(Beginning of DATA SHOWN)

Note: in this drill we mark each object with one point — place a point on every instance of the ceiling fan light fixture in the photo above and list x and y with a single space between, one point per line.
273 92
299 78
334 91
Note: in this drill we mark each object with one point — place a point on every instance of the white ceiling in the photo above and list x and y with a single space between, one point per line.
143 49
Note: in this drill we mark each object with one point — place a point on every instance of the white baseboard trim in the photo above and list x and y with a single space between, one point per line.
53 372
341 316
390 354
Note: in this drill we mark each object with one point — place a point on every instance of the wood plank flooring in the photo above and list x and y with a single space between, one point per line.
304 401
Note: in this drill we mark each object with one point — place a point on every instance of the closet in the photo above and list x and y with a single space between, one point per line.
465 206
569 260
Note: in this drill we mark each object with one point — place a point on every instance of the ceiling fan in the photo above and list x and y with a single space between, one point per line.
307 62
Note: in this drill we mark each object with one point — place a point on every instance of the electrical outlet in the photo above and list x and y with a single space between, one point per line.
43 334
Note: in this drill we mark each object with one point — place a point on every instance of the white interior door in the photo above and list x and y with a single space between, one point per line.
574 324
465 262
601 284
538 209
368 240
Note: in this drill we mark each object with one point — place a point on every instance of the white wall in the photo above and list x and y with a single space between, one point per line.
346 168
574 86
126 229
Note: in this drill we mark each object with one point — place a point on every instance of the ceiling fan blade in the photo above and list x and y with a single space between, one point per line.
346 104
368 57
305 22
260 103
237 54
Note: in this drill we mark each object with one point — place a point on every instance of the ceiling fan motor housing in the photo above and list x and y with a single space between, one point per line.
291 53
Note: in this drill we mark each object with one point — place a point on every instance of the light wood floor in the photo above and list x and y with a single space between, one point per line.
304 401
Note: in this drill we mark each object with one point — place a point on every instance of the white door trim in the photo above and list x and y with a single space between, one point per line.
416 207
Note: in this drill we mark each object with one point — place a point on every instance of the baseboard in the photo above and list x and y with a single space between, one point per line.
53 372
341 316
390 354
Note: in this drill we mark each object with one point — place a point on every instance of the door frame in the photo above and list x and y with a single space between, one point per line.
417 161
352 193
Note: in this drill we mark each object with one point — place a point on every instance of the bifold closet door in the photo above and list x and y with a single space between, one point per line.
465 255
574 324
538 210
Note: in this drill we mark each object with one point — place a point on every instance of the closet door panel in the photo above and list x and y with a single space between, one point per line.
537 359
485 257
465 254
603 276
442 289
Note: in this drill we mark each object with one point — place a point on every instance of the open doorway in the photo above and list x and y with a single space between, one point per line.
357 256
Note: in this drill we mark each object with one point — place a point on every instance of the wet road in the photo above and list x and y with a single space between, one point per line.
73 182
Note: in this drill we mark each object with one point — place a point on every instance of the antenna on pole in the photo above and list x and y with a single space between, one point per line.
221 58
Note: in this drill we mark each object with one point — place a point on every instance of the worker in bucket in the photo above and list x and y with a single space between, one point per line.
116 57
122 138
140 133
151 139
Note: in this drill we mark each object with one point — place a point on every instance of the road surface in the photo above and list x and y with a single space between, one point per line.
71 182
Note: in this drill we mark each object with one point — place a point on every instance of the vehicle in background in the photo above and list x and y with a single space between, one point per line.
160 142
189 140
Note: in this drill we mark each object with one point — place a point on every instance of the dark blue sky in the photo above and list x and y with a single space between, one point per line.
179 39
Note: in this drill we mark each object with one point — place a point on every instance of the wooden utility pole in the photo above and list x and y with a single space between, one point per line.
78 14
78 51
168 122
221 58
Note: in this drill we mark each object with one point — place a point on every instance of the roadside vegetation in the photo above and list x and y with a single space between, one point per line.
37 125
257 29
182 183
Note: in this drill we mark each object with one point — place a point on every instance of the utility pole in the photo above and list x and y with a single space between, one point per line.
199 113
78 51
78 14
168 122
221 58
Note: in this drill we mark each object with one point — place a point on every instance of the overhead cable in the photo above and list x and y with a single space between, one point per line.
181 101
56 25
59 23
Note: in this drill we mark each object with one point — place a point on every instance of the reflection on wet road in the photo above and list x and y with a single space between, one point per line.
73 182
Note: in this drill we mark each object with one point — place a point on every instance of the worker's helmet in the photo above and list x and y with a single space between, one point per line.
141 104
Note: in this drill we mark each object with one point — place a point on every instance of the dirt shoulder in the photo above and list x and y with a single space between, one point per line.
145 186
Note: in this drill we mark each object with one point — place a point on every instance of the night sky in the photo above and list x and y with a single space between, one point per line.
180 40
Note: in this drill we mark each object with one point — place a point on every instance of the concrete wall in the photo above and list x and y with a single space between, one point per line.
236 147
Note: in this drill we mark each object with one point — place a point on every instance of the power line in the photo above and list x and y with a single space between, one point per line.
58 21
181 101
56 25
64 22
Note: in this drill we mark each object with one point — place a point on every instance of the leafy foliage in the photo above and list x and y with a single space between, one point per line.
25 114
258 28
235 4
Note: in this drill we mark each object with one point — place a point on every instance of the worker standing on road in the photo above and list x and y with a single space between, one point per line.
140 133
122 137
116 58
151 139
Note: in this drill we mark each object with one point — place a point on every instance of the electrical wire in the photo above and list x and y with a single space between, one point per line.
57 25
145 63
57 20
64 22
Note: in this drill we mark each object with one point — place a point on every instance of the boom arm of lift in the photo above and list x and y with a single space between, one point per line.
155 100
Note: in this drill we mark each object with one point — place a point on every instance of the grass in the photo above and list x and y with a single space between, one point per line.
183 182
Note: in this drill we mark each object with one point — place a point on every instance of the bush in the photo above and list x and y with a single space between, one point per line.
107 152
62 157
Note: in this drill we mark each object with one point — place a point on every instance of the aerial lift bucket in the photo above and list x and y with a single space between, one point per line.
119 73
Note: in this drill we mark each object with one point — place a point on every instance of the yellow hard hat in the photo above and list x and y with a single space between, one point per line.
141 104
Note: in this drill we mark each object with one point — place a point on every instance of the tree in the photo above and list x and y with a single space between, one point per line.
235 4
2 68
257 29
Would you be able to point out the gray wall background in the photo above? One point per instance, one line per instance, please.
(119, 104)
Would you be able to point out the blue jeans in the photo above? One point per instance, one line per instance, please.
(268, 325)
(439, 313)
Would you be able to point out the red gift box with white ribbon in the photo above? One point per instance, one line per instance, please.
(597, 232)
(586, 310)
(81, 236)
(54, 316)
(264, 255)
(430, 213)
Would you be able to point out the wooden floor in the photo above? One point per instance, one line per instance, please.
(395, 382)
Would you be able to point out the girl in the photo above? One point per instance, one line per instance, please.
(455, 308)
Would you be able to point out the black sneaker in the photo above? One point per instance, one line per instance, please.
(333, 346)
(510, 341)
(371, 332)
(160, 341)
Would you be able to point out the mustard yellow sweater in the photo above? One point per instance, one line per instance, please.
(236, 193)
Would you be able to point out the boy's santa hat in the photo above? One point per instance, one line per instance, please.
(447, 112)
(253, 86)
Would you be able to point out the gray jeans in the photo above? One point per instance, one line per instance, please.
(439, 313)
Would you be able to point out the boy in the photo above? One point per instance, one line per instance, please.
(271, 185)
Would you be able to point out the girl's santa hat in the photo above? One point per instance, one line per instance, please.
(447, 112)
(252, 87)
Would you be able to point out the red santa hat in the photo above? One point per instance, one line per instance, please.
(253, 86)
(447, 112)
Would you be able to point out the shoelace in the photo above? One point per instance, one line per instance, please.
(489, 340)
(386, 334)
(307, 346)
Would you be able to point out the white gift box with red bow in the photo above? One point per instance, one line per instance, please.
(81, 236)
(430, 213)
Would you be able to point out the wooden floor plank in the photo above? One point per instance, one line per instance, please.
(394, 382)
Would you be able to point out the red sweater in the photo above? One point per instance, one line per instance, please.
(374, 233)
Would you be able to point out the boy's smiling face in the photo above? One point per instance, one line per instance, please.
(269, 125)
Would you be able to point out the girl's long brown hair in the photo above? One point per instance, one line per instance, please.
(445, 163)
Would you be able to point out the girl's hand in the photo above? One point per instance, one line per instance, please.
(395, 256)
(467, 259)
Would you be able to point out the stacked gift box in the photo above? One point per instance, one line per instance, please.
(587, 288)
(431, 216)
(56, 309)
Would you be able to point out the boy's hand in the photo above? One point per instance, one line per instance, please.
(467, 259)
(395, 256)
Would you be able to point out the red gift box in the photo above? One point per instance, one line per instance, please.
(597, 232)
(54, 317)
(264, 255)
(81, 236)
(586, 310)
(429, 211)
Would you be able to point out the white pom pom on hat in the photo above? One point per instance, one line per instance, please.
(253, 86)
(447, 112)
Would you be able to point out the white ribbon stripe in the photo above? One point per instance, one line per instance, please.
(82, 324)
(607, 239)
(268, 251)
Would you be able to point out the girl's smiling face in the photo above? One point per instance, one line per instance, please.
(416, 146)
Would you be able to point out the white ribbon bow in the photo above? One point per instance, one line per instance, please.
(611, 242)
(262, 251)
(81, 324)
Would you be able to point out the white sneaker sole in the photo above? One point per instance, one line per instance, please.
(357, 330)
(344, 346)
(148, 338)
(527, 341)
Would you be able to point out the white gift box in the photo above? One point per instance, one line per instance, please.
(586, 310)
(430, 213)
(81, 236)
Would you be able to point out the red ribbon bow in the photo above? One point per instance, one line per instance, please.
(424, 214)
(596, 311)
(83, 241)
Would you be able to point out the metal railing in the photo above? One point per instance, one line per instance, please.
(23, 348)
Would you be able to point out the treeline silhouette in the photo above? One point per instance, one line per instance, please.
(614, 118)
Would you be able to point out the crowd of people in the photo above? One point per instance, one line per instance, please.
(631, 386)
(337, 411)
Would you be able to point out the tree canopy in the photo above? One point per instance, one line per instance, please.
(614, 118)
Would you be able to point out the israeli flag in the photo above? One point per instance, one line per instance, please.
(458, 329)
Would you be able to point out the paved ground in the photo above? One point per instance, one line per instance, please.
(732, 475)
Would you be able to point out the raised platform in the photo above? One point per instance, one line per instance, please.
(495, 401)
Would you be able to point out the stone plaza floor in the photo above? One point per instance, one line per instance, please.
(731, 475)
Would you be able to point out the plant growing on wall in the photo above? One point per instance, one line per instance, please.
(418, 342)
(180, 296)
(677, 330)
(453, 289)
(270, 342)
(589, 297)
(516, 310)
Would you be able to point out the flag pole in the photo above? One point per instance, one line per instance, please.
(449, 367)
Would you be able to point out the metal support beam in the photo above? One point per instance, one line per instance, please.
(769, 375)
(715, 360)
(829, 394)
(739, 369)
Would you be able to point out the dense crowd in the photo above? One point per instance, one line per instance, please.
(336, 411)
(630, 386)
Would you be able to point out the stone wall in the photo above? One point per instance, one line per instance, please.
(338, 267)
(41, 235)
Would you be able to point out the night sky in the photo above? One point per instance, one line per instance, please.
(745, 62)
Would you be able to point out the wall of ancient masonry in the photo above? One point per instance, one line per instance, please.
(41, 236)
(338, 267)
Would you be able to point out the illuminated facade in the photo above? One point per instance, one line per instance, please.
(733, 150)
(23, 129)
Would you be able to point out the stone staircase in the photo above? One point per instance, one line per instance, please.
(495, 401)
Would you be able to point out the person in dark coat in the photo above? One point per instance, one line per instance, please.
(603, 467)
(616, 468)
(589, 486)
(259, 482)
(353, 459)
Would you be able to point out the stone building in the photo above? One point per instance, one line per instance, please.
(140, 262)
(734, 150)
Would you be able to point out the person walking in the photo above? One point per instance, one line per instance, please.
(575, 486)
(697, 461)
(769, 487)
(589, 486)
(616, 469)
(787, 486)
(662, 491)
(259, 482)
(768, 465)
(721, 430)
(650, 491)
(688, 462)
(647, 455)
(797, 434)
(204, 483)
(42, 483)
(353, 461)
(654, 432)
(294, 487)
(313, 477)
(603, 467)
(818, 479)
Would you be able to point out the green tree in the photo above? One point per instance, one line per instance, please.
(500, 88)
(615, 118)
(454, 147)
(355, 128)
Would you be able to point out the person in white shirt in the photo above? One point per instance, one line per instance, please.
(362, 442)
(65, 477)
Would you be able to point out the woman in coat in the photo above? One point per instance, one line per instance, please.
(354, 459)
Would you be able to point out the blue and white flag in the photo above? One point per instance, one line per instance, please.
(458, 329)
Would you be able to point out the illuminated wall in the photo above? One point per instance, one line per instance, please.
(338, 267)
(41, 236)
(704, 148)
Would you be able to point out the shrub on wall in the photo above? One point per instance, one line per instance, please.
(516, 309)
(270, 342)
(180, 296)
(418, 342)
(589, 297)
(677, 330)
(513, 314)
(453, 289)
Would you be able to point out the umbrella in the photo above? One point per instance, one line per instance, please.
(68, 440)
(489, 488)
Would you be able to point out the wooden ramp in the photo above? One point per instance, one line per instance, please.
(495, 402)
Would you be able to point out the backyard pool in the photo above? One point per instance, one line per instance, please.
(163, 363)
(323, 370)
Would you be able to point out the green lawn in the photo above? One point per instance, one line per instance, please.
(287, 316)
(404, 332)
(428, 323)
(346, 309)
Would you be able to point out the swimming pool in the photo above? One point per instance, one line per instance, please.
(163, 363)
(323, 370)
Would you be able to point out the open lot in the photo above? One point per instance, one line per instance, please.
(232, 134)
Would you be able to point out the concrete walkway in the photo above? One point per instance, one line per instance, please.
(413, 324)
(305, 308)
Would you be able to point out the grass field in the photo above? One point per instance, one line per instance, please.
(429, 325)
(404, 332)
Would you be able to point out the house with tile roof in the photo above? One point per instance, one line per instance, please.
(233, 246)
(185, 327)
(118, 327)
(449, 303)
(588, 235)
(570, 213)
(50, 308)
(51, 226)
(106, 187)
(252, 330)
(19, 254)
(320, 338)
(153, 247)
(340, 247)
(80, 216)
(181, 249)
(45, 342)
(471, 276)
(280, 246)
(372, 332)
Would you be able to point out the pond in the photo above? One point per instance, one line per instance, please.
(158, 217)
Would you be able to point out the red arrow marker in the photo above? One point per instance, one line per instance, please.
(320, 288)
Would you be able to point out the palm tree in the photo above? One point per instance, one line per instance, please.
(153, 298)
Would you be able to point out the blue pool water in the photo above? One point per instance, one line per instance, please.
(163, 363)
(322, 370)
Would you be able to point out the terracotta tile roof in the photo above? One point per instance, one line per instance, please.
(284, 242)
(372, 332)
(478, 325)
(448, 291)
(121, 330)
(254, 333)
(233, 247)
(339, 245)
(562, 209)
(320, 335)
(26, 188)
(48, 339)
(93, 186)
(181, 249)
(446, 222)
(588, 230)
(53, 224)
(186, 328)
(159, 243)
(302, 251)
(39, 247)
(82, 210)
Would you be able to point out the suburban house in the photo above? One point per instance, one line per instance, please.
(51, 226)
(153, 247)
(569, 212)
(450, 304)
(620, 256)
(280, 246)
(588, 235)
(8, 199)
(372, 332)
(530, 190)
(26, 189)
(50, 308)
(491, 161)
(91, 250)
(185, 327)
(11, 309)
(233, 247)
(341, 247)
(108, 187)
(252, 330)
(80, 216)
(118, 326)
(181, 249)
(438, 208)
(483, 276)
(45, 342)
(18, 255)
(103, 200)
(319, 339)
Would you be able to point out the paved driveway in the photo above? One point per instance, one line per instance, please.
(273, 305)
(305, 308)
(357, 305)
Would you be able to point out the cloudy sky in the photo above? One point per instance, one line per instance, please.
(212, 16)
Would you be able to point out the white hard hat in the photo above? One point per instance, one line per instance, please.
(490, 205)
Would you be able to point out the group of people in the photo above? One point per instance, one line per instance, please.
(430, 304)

(End of DATA SHOWN)

■ WHAT YOU NEED TO DO
For this exercise, copy word for word the line that contains "Would you be able to point out the terracotta" and every line after it, ending with the last line of the entries above.

■ RESULT FOR THIS TASK
Would you be able to point out the terracotta tile roof in the photo above? One point per instance, one line per instance, please.
(284, 242)
(372, 332)
(478, 325)
(448, 291)
(121, 330)
(254, 333)
(233, 247)
(339, 245)
(562, 209)
(320, 335)
(26, 188)
(48, 339)
(93, 186)
(181, 249)
(446, 222)
(588, 230)
(53, 224)
(186, 328)
(159, 243)
(302, 251)
(39, 247)
(82, 210)
Would you be able to point out the suburban house in the photo above? One point per instance, one line per instance, please.
(51, 226)
(153, 247)
(569, 212)
(450, 304)
(620, 256)
(280, 246)
(588, 235)
(8, 199)
(372, 332)
(530, 190)
(26, 189)
(50, 308)
(491, 161)
(91, 250)
(185, 327)
(11, 309)
(233, 247)
(341, 247)
(108, 187)
(252, 330)
(80, 216)
(118, 326)
(181, 249)
(438, 208)
(483, 276)
(45, 342)
(18, 255)
(103, 200)
(319, 339)
Would you be able to point out the paved driveway in the photo above? One point per instance, one line per instance, please.
(273, 305)
(305, 308)
(357, 305)
Would you be able to point out the cloudy sky in the photo above? One point per instance, one line per instance, please.
(212, 16)
Would you be able to point out the white hard hat in the photo above? One point per instance, one line per instance, please.
(490, 205)
Would you be able to point out the group of people in the photo above? One point per instance, one line per instance, please.
(430, 304)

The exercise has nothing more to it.